_Activity 1:_ In the Emery exhibition announcement, where will the music and reception take place?
_Activity 2:_ Copy the passage of the Emery exhibition announcement from "Refreshments and a" to "which we live.", word for word.
_Activity 3:_ Write what comes next in the Emery exhibition announcement, continuing it from where it stops.

_Excerpted text:_
The featured exhibits will include “Reimagining the Real,” a thematic exhibition that launches the New Commons Project’s exploration of “Christina’s World” by Andrew Wyeth, and “Palette of the Forest,” an exhibition of fiber art, weavings and prints featuring a group of artists local to Franklin County.

Opening receptions for the exhibitions will take place at Emery on Thursday, Sept. 2, 2021, from 4-7 p.m., with live music by Alden Robinson, Chris “Junior” Stevens and Owen Marshall beginning at 4:30 p.m. and commemorative remarks by UMF President Edward Serna at 5:30 p.m.

Refreshments and a cash bar will be available. Music and reception will take place outdoors in Emery’s front courtyard. If there is inclement weather, a rain date is scheduled for Friday, Sept. 3. A rain date announcement will be posted on Emery’s website homepage.

“Reimagining the Real” presents a broad survey of artworks by local and nationally-recognized artists engaging the legacy of realism in the 21st century, continuing, complicating or contesting this tradition.

Curators Ann Bartges, UMF assistant professor of Visual Arts and Emery director, and Kristen Case, UMF professor of English and co-director of the New Commons Project, hope the show will spark conversations about what “realistic” means as well as how aesthetic conventions and representations of “the real” affect our ways of perceiving the internal and external realities in which we live.

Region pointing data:

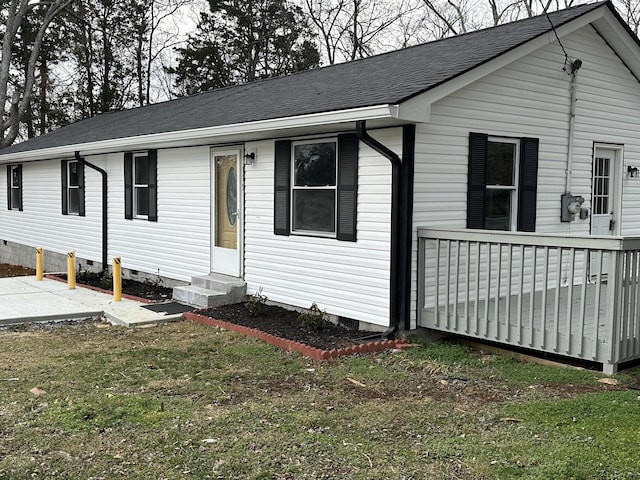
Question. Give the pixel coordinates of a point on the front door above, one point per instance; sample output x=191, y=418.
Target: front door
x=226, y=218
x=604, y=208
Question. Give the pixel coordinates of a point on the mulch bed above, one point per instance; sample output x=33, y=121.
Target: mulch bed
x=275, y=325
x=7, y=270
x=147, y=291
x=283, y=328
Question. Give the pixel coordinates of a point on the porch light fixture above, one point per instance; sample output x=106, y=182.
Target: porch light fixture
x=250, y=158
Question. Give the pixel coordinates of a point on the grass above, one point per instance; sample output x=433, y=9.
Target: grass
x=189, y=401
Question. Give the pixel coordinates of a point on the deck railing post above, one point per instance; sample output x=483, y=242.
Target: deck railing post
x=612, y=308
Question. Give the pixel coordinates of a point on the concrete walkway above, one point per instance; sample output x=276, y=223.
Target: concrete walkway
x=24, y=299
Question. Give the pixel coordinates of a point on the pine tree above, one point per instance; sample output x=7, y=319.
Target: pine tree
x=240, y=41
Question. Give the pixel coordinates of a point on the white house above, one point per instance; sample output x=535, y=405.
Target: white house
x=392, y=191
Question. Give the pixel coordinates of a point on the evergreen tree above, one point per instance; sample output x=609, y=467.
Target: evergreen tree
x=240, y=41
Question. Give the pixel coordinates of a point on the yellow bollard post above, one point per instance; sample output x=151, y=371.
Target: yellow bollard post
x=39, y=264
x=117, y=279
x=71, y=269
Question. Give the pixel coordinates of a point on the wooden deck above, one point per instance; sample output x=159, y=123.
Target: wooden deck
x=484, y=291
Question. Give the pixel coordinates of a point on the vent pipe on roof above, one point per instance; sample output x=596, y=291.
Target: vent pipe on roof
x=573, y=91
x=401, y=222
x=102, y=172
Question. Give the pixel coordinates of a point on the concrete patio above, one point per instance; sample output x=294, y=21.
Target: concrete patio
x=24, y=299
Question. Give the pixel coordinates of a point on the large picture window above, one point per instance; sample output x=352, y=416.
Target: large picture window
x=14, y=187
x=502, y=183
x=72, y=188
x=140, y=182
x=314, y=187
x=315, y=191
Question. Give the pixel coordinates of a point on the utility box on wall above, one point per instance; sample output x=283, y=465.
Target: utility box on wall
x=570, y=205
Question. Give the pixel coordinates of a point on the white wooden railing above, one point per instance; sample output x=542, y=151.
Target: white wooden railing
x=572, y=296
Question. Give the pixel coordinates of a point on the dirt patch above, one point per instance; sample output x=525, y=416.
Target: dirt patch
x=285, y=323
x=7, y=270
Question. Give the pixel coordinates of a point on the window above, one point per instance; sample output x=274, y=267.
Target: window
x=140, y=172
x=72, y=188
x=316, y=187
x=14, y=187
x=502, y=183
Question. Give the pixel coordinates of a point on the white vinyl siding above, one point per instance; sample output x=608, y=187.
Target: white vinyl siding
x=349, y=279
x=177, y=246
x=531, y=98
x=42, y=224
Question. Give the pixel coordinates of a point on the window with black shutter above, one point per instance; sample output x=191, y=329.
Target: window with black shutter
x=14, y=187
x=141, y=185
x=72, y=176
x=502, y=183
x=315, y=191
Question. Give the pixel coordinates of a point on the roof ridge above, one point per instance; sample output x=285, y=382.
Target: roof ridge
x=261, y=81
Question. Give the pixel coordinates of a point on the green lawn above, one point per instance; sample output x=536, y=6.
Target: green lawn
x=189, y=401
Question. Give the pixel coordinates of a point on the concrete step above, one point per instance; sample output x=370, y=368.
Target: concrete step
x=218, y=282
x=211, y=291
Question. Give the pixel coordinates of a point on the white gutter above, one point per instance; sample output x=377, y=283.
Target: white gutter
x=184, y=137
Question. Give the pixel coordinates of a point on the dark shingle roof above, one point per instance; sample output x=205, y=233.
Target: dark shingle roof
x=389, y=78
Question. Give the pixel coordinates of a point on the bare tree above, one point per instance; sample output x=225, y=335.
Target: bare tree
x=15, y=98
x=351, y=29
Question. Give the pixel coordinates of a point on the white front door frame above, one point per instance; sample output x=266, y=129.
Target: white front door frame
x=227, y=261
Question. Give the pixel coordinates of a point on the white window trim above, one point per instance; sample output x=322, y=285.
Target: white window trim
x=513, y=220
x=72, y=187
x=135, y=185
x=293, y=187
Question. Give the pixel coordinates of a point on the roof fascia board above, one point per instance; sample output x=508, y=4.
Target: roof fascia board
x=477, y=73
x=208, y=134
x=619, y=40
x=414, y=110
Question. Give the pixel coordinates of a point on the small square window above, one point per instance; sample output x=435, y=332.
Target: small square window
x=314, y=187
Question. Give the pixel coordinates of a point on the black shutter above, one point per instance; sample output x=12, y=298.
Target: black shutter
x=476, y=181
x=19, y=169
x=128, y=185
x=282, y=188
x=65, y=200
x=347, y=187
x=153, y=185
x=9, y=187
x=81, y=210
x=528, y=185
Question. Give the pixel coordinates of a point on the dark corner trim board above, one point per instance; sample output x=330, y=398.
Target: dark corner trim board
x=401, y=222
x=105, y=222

_Written reply 1:_ Outdoors in Emery's front courtyard.

_Written reply 2:_
Refreshments and a cash bar will be available. Music and reception will take place outdoors in Emery’s front courtyard. If there is inclement weather, a rain date is scheduled for Friday, Sept. 3. A rain date announcement will be posted on Emery’s website homepage.

“Reimagining the Real” presents a broad survey of artworks by local and nationally-recognized artists engaging the legacy of realism in the 21st century, continuing, complicating or contesting this tradition.

Curators Ann Bartges, UMF assistant professor of Visual Arts and Emery director, and Kristen Case, UMF professor of English and co-director of the New Commons Project, hope the show will spark conversations about what “realistic” means as well as how aesthetic conventions and representations of “the real” affect our ways of perceiving the internal and external realities in which we live.

_Written reply 3:_
The show features representations of landscape and ecological processes, familiar objects presented in new contexts, expanded notions of portraiture, and depictions of reality as mediated by the internet and news media.

Many of the artworks engage the charged tension between objective and subjective experience, while others explore myths and narratives held within the body and the landscape. This selection of works includes oil paintings, video, photography, drawing, sculpture and textiles. This exhibit will be on display from Sept. 2 to Oct. 21, 2021. Gallery open hours are Monday-Saturday, 10 a m -6 p.m. The event is free and open to the public.

Participating Artists include: Ann Arbor, K. Johnson Bowles, Michael Burd, Peter Christenson, Bailey DeBiase, Chao Ding, Hannah Duggan, Diane Fitch, Niloofar Gholamrezaei, Pato Hebert, Jang soon Im, Tom Jessen, Andrew Ellis Johnson, Juliet Karelsen, Iris M. Kirkwood, Heidi Kumao, Hui Chi Lee, Justin Levesque, Mary McFarland, Susan McPherran, Lake Roberson Newton, Phil Poirier, Jesse Potts, Jennifer Seo, Kendra Stenger, Jude Valentine, Nelda Warkentin, Raphael H. Warshaw and Holden Willard.

“Palette of the Forest” presents a stunning selection of fiber arts, weavings and prints inspired by the landscapes of Maine. This exhibition proudly features a group of artists local to Franklin County, including Juliet Karelsen, Mary McFarland, Ellen Roberts, Jan Royall, Dona Seegers, Cheriese Shanti, and Nelda Warkentin.

The artworks on view showcase the intricate techniques of embroidery, quilting, weaving, felting, textile painting and printmaking. Together, these works build a visual dialogue revealing close observations of the textures, hues and delicate ecologies of the natural world while also engaging the larger experiences of natural phenomena and the sublime. “Palette of the Forest” will be on view throughout Emery Community Art Center from August 30-October 8, 2021.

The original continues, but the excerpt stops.